- **WHAT THE TASK ASKS**: Every line from the one containing "Mark the region of every instance of the **grassy" through the last line below should be reproduced exactly; please include nothing else.

START GIVEN DATA

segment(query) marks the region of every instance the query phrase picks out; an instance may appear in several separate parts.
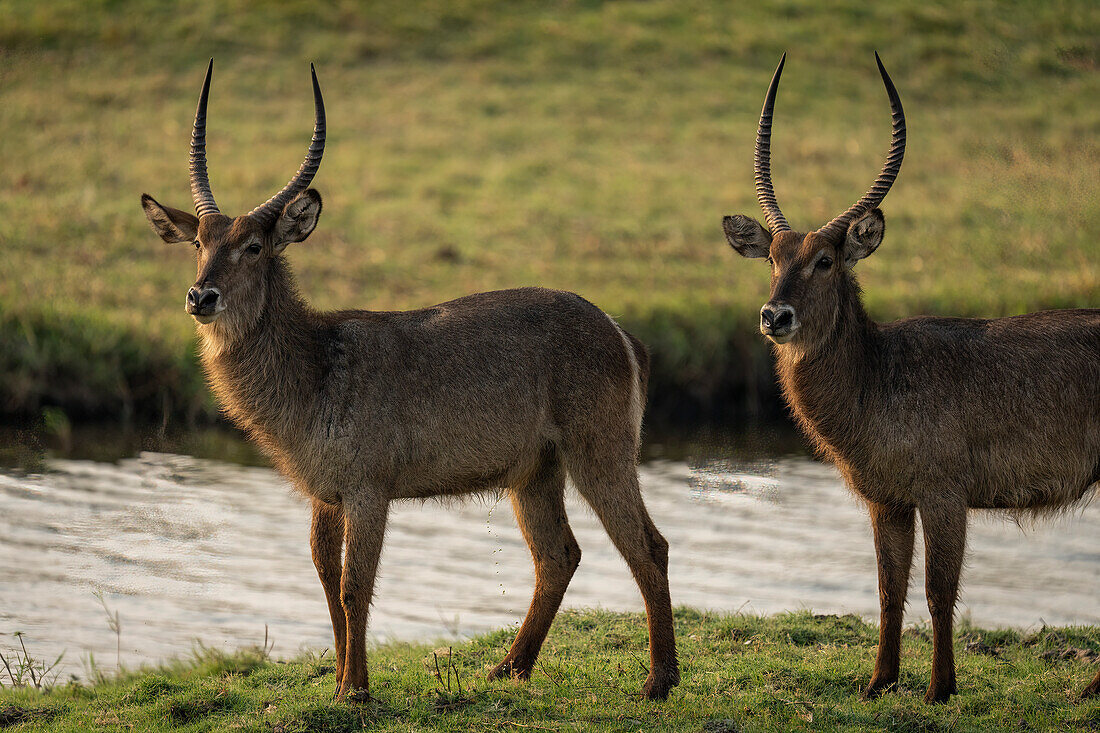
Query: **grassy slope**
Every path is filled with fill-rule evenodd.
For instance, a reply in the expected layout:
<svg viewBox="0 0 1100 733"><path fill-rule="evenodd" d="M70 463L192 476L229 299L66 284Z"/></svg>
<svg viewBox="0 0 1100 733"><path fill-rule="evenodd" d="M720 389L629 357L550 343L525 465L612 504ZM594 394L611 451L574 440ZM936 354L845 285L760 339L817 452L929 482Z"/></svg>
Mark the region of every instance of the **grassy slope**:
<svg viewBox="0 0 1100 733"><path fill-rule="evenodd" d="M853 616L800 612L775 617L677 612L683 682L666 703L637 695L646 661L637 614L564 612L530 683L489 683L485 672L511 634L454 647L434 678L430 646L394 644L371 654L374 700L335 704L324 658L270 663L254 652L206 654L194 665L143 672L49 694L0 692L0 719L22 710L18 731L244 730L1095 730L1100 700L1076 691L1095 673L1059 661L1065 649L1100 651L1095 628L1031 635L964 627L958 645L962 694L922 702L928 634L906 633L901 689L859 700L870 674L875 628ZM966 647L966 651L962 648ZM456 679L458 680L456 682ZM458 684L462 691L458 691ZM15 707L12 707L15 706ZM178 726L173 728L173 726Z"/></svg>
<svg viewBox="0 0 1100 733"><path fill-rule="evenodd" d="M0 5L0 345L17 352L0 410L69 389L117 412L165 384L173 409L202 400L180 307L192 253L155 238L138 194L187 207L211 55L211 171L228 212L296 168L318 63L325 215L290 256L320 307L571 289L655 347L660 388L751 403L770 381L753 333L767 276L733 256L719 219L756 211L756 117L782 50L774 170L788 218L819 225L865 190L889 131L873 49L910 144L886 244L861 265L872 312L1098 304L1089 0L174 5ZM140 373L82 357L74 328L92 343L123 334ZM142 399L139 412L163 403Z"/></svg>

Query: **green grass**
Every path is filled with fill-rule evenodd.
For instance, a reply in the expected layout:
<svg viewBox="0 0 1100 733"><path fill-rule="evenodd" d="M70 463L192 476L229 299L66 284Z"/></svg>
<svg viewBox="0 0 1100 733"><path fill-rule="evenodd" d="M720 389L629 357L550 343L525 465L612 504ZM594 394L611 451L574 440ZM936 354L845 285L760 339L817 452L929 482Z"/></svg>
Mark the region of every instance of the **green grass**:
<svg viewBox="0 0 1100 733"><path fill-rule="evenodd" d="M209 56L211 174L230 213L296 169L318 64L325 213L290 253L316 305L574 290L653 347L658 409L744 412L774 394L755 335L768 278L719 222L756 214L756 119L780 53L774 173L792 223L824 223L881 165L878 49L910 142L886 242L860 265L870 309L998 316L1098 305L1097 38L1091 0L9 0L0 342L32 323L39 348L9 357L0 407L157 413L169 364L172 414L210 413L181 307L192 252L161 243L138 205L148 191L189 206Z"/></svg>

END GIVEN DATA

- **RESULT**:
Mark the region of every instance of the **grassy slope**:
<svg viewBox="0 0 1100 733"><path fill-rule="evenodd" d="M853 616L800 612L775 617L677 612L683 682L666 703L637 695L646 661L637 614L564 612L530 683L489 683L485 672L511 634L454 647L434 678L430 646L394 644L371 654L374 700L335 704L324 658L270 663L254 652L206 654L194 665L143 672L49 694L0 692L0 719L22 710L18 731L244 730L1095 730L1100 700L1076 691L1095 673L1059 661L1065 649L1100 651L1095 628L1031 635L964 627L958 645L962 694L922 702L928 634L906 633L901 689L859 700L870 674L875 628ZM966 647L966 651L962 648ZM456 679L458 680L456 682ZM458 684L462 691L458 691ZM15 707L12 707L15 706ZM178 726L173 728L173 726Z"/></svg>
<svg viewBox="0 0 1100 733"><path fill-rule="evenodd" d="M0 5L0 345L17 352L0 410L69 389L117 412L165 384L173 409L202 400L180 307L192 253L155 238L138 194L187 207L211 55L211 171L228 212L296 168L318 63L325 215L290 256L320 307L571 289L655 347L660 388L751 403L770 381L753 333L767 276L733 256L719 219L756 211L756 117L782 50L774 170L788 218L819 225L865 190L889 131L873 49L910 144L886 244L861 265L872 312L1098 304L1089 0L174 5ZM140 373L82 357L74 328L92 343L123 334ZM142 399L139 412L163 403Z"/></svg>

Query: **green grass**
Every path is filled with fill-rule evenodd.
For instance, a reply in the expected layout:
<svg viewBox="0 0 1100 733"><path fill-rule="evenodd" d="M70 463L192 476L229 299L66 284Z"/></svg>
<svg viewBox="0 0 1100 733"><path fill-rule="evenodd" d="M720 389L629 357L550 343L525 465L612 504ZM594 394L611 451L574 440ZM936 354L845 285L760 339L817 452L929 482Z"/></svg>
Mark the region of every instance of the **green grass**:
<svg viewBox="0 0 1100 733"><path fill-rule="evenodd" d="M209 56L211 174L230 213L296 169L318 64L325 213L290 253L316 305L574 290L653 347L658 409L744 412L774 394L755 335L768 278L719 222L756 214L756 119L780 53L774 173L792 223L824 223L881 165L878 49L910 142L886 242L860 265L870 309L998 316L1098 305L1097 38L1091 0L9 0L0 342L32 323L39 348L9 357L0 407L157 413L169 364L172 414L210 413L181 307L192 252L161 243L138 205L148 191L189 206Z"/></svg>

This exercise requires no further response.